**Aim of the exercise:**
In the records below, find the line with "For every instance of the car rear"; retype that line and all the following lines through the end, exactly, and add nothing.

:: Exercise material

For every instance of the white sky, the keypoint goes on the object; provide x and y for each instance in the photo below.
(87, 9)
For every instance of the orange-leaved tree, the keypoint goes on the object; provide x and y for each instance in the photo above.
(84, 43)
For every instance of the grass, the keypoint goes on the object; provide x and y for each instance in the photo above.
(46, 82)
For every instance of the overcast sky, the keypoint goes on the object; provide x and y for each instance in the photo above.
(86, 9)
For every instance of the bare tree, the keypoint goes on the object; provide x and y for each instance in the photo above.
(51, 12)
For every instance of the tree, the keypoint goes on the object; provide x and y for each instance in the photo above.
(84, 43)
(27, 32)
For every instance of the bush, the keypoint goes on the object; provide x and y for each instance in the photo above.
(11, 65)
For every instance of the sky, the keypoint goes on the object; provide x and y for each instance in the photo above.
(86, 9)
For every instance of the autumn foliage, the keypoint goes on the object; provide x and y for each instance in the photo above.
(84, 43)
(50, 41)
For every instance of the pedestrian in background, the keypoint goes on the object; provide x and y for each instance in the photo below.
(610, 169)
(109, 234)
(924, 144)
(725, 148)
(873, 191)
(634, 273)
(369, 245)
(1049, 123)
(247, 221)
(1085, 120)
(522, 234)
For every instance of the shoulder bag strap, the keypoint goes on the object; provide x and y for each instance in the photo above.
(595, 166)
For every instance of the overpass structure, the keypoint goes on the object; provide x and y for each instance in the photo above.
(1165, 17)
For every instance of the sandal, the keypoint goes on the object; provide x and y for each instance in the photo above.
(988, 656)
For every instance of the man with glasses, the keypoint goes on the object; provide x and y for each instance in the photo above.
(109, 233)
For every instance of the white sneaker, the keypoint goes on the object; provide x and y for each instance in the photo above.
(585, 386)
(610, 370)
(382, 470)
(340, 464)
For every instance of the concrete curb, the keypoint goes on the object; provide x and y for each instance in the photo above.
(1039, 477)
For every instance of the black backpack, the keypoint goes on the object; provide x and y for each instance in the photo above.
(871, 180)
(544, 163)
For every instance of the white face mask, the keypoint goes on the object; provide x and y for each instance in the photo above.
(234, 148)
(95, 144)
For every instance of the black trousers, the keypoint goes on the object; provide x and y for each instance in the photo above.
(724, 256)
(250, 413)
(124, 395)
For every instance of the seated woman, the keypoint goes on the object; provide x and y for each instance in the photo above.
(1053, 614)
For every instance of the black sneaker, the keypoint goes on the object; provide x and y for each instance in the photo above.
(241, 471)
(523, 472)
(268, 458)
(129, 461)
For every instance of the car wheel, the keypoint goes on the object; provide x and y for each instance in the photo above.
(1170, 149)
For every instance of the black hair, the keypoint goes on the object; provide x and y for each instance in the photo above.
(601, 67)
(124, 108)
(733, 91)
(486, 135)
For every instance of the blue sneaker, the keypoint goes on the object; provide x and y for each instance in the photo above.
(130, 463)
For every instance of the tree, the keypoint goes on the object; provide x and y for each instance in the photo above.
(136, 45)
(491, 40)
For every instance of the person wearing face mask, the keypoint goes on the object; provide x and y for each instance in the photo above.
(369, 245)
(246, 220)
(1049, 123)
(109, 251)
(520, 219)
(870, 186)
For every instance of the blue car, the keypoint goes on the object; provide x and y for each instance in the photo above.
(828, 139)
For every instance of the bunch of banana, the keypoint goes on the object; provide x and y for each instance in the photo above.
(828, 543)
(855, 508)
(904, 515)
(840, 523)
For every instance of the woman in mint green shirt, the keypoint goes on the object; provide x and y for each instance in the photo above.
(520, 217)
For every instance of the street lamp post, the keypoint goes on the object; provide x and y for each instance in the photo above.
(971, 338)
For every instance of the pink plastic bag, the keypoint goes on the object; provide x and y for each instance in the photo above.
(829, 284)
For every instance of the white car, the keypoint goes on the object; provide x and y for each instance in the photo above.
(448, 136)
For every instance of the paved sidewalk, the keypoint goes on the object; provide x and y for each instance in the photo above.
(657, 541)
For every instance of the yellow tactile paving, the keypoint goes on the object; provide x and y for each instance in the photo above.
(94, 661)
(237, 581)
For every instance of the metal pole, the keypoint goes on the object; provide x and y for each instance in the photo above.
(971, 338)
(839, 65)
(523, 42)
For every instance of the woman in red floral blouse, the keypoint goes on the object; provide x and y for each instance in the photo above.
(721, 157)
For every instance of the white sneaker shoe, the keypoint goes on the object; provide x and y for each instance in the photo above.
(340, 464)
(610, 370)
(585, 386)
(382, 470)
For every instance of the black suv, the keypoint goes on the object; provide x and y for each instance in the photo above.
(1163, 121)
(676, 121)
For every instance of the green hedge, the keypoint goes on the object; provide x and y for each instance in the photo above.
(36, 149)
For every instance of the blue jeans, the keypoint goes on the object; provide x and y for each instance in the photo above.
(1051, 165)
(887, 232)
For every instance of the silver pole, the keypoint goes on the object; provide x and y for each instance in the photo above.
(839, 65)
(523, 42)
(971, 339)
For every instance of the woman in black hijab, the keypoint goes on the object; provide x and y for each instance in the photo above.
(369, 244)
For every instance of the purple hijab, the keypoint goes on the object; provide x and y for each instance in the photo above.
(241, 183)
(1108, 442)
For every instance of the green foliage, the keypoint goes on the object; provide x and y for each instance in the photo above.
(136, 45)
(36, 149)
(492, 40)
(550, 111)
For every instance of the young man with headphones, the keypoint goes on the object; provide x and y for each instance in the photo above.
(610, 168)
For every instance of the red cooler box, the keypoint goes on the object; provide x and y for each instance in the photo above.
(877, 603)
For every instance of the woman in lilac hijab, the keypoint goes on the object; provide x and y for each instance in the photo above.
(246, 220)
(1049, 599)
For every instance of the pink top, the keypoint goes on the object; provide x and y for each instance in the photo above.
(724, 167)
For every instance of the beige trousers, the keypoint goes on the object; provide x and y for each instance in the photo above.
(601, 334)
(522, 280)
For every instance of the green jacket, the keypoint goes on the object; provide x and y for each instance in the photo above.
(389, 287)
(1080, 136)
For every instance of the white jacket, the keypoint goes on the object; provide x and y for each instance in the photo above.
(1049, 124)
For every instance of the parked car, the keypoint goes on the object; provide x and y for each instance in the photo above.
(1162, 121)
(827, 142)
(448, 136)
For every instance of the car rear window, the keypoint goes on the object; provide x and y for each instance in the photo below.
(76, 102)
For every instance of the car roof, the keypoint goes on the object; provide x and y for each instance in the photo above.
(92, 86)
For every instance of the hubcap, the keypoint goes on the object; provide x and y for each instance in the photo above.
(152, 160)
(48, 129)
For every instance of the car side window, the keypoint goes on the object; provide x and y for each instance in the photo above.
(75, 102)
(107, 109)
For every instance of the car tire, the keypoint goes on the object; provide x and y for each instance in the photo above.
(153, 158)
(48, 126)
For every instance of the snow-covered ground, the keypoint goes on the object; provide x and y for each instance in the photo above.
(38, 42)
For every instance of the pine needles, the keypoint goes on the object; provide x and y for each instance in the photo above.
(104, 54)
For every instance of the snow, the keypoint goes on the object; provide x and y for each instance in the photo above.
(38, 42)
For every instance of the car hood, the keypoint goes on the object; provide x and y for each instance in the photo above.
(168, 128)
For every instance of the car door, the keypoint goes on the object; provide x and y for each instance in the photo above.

::::

**Solved problem:**
For every instance of the car rear window, the keypoint goes on the object; provide x and y for each instance in the photo below.
(76, 102)
For every instance of the car roof, the keypoint goes on the object; provide x and y for each instance in the photo above.
(92, 86)
For every instance of the hubcap, the keypoint goes on the object; provide x and y for each instance in the photo above.
(152, 160)
(48, 129)
For every instance of the car side window, the keypoint goes on the object; provide x and y for each instance in the photo above.
(75, 102)
(107, 109)
For every instance of the car tire, the keypoint goes on the object; provide x and y for each instance in the photo above.
(153, 158)
(48, 126)
For every instance of the snow-covered ground, the keypoint goes on the object; provide x and y for each instance in the photo above.
(38, 42)
For every instance of the pine needles, the keypoint goes on the object; provide x and y for each instance in the photo above.
(104, 54)
For every instance of the snow, the keypoint goes on the object; provide x and y for each instance in the photo above.
(38, 42)
For every instance of the car hood, the keypoint goes on the object; provide x and y for each instance in the photo above.
(168, 128)
For every instance of the car door, the keypoint goes on the object; provide x and y for each instance in the photo above.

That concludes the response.